In recent years, advances in AI have led to the development of highly sophisticated models that can interpret and respond to visual and textual information—so sophisticated, in fact, that we might wonder whether these models have started to "think" like humans. In particular, vision-based LLMs, which include visual processing, have demonstrated impressive capabilities. However, research indicates that these models still do not fully emulate human cognitive processes in key areas.
The paper in focus evaluates the capabilities of several modern vision LLMs across three specific cognitive domains: intuitive physics, causal reasoning, and intuitive psychology. Intuitive physics involves predicting and understanding physical interactions; causal reasoning deals with understanding cause-and-effect relationships; and intuitive psychology involves inferring the mental states and intentions of others. Despite their complexity, these are areas where even young children demonstrate significant proficiency, suggesting that understanding and replicating these abilities is crucial for developing AI that truly mimics human thinking.
Through a series of experiments, the researchers investigated the performance of the models in tasks such as predicting the stability of block towers and inferring the potential outcomes of removing certain blocks. GPT-4, one of the largest models with a visual processing component (denoted as GPT-4V), and several other models were put to the test. They found that although models like GPT-4V were proficient at elementary tasks like identifying colors or counting objects in an image, they struggled when the tasks required more complex reasoning about physics and causality. Surprisingly, none of the models matched human performance levels in these cognitive domains.
Additionally, the models also failed to demonstrate any significant aptitude in intuitive psychology tasks, which require an understanding of others' preferences based on visual cues. The failure in this domain was noteworthy across all models tested.

__Task set__:
**A.** According to the text on vision LLMs and cognition, which three cognitive domains did the paper evaluate?
**B.** Write out the part of the text on vision LLMs and cognition that starts with "Through a series" and goes on through "these cognitive domains.".

__Entries provided__:
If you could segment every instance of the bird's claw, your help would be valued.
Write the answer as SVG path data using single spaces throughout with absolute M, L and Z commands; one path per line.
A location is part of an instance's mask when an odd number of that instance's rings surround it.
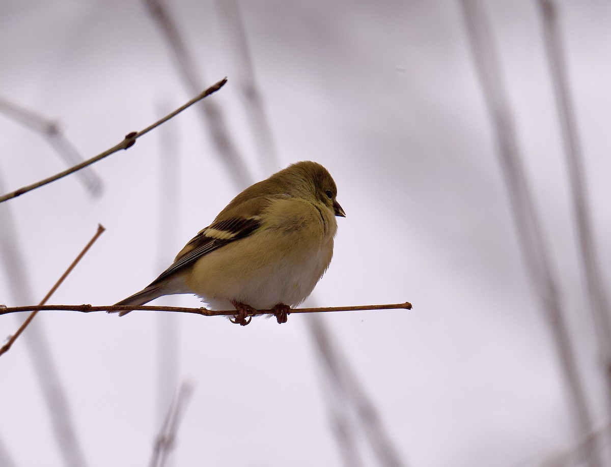
M 256 310 L 240 302 L 233 302 L 233 306 L 238 313 L 233 315 L 233 319 L 229 318 L 230 321 L 240 326 L 246 326 L 252 320 L 252 314 L 257 311 Z
M 278 320 L 278 324 L 287 322 L 288 315 L 291 313 L 291 307 L 284 303 L 278 303 L 271 310 L 274 312 L 276 319 Z

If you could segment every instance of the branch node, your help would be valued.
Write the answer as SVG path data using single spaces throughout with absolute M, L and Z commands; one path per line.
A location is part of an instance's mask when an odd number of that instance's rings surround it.
M 131 133 L 128 133 L 125 135 L 125 139 L 123 140 L 125 142 L 125 147 L 123 149 L 128 149 L 134 145 L 136 143 L 136 135 L 137 134 L 137 131 L 132 131 Z

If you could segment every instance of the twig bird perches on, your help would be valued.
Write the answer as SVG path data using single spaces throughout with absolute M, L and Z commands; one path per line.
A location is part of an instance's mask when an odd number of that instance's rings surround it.
M 289 165 L 238 195 L 167 269 L 117 305 L 195 294 L 213 309 L 235 306 L 243 325 L 258 310 L 286 322 L 290 307 L 307 298 L 331 262 L 335 217 L 346 216 L 337 195 L 320 164 Z
M 132 132 L 128 134 L 127 135 L 125 136 L 125 137 L 123 138 L 123 140 L 121 142 L 120 142 L 119 144 L 113 146 L 110 149 L 104 151 L 103 153 L 100 153 L 97 156 L 95 156 L 93 157 L 91 157 L 91 159 L 88 159 L 87 161 L 84 161 L 80 164 L 78 164 L 76 165 L 74 165 L 73 167 L 71 167 L 70 168 L 64 170 L 64 172 L 59 172 L 59 173 L 56 173 L 55 175 L 53 175 L 50 177 L 48 177 L 48 178 L 45 178 L 43 180 L 40 180 L 40 181 L 36 182 L 35 183 L 32 183 L 31 185 L 24 186 L 23 188 L 20 188 L 18 190 L 15 190 L 13 192 L 11 192 L 10 193 L 7 193 L 5 195 L 2 195 L 2 196 L 0 196 L 0 203 L 7 201 L 7 200 L 10 200 L 13 198 L 16 198 L 18 196 L 21 196 L 24 193 L 27 193 L 27 192 L 31 191 L 32 190 L 35 189 L 36 188 L 40 188 L 40 187 L 46 185 L 48 183 L 51 183 L 51 182 L 55 181 L 56 180 L 62 178 L 62 177 L 65 177 L 66 175 L 69 175 L 70 174 L 75 172 L 77 170 L 80 170 L 81 168 L 83 168 L 84 167 L 86 167 L 87 165 L 90 165 L 92 164 L 93 164 L 93 162 L 98 162 L 98 161 L 100 161 L 101 159 L 104 159 L 104 157 L 106 157 L 107 156 L 110 156 L 111 154 L 114 154 L 114 153 L 116 153 L 117 151 L 120 151 L 122 149 L 128 149 L 128 148 L 131 148 L 136 143 L 136 140 L 137 140 L 141 136 L 146 133 L 148 133 L 152 129 L 157 128 L 162 123 L 167 121 L 167 120 L 170 120 L 170 118 L 180 114 L 185 109 L 193 105 L 196 102 L 199 102 L 199 101 L 202 100 L 202 99 L 203 99 L 203 98 L 206 97 L 207 96 L 209 96 L 213 92 L 216 92 L 216 91 L 219 90 L 221 87 L 222 87 L 225 85 L 225 83 L 227 82 L 227 79 L 226 78 L 223 78 L 218 82 L 213 84 L 206 90 L 203 91 L 196 97 L 191 99 L 186 104 L 184 104 L 183 106 L 181 106 L 181 107 L 179 107 L 174 112 L 166 115 L 161 120 L 158 120 L 153 125 L 147 126 L 144 129 L 141 130 L 140 131 L 133 131 Z

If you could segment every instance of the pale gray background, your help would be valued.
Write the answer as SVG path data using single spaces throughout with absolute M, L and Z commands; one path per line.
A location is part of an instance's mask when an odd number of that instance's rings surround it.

__Answers provided__:
**A.** Intuitive physics, causal reasoning, and intuitive psychology.

**B.**
Through a series of experiments, the researchers investigated the performance of the models in tasks such as predicting the stability of block towers and inferring the potential outcomes of removing certain blocks. GPT-4, one of the largest models with a visual processing component (denoted as GPT-4V), and several other models were put to the test. They found that although models like GPT-4V were proficient at elementary tasks like identifying colors or counting objects in an image, they struggled when the tasks required more complex reasoning about physics and causality. Surprisingly, none of the models matched human performance levels in these cognitive domains.